• [DOCUMENT SEGMENT]
--------------------

Honor Dale Passell spoke next discussing his own career as a judge and the importance of an independent judiciary. Like Kyte he referred to impartiality, though discussed it through the lens of individual rights, saying that “[Every person] is entitled to a fair and impartial judge.” He noted three key demands that could strengthen impartiality in Wisconsin, that recusal decisions go on record, that an outside party decide if recusal is necessary, and the mandatory disclosure of campaign funding.  

Judge John Perlich, describing himself as the “token conservative” of the panel, agreed with Passell, and talked about civil discourse in Supreme Court Elections. Noting the need for the public to have faith in the judicial system, saying “If there is a way, we can change this judicial rule, to make people feel better about our judicial system, then I’m in favor of it.” The final opening statement was given by Erin Grunze. Grunze also spoke about the importance of impartiality in the justice system and referenced her work as the Executive Director of the Wisconsin League of Women Voters, noting especially the group’s effort to maintain impartial and fair elections in the state. 

Following the opening statements, several citizens voiced their thoughts and questions regarding the issue of judicial recusal. “Somebody needs to step forward and take the money out of this part of our electoral system,” one citizen commented.  

Pasell noted this type of reform would be difficult, pointing out that major contributors to campaigns are aware they are buying influence“There’s a reason people are contributing millions of dollars to judicial candidates, he noted 

Pasell also said the difficulties of grassroots reform, but maintained it was still possible to pressure the legislature into action. “If people think they’re important enough,” he said, “they’re going to have some sort of an impact.”

--------------------

• [PARTS OF THE EXERCISE]
a) Answer these questions from the judicial recusal report:
(i) What three demands did Passell name for strengthening impartiality in Wisconsin?
(ii) How did Judge John Perlich describe himself on the panel?
(iii) Of which organization is Erin Grunze the Executive Director?
b) Edit the judicial recusal report from "Honor Dale Passell spoke next" to "of campaign funding.", changing "career" to "tenure".
The listing that comes next isn't needed for any of this work.

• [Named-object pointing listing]

--------------------

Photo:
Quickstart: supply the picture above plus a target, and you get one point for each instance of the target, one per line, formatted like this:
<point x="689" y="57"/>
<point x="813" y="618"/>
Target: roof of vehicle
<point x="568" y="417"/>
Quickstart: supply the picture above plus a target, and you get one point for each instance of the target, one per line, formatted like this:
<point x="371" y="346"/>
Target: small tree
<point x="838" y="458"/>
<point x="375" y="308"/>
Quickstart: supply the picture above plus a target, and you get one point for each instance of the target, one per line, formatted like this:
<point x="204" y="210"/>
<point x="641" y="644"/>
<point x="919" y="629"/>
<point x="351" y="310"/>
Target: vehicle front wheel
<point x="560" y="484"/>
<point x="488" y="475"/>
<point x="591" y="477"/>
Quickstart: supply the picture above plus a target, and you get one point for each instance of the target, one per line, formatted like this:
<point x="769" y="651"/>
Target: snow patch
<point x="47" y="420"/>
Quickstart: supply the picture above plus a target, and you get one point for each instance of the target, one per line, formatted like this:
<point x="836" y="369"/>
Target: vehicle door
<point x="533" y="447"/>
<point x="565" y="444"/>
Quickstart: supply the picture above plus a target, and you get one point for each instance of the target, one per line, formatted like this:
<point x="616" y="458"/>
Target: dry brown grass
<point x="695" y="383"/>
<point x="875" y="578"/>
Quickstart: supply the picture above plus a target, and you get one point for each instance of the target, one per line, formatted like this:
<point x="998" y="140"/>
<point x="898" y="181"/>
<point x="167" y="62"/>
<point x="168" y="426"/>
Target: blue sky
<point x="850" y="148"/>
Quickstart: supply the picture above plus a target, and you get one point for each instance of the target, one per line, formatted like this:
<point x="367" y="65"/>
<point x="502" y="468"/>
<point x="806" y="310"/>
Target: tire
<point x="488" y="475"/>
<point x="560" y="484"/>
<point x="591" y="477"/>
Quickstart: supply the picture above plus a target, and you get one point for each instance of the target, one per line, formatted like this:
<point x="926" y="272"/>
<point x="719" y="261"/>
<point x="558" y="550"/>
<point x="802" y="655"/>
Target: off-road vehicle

--------------------

• [SOLUTIONS]
a)
(i) That recusal decisions go on record, that an outside party decide if recusal is necessary, and the mandatory disclosure of campaign funding.
(ii) As the "token conservative" of the panel.
(iii) The Wisconsin League of Women Voters.

b)
Honor Dale Passell spoke next discussing his own tenure as a judge and the importance of an independent judiciary. Like Kyte he referred to impartiality, though discussed it through the lens of individual rights, saying that “[Every person] is entitled to a fair and impartial judge.” He noted three key demands that could strengthen impartiality in Wisconsin, that recusal decisions go on record, that an outside party decide if recusal is necessary, and the mandatory disclosure of campaign funding.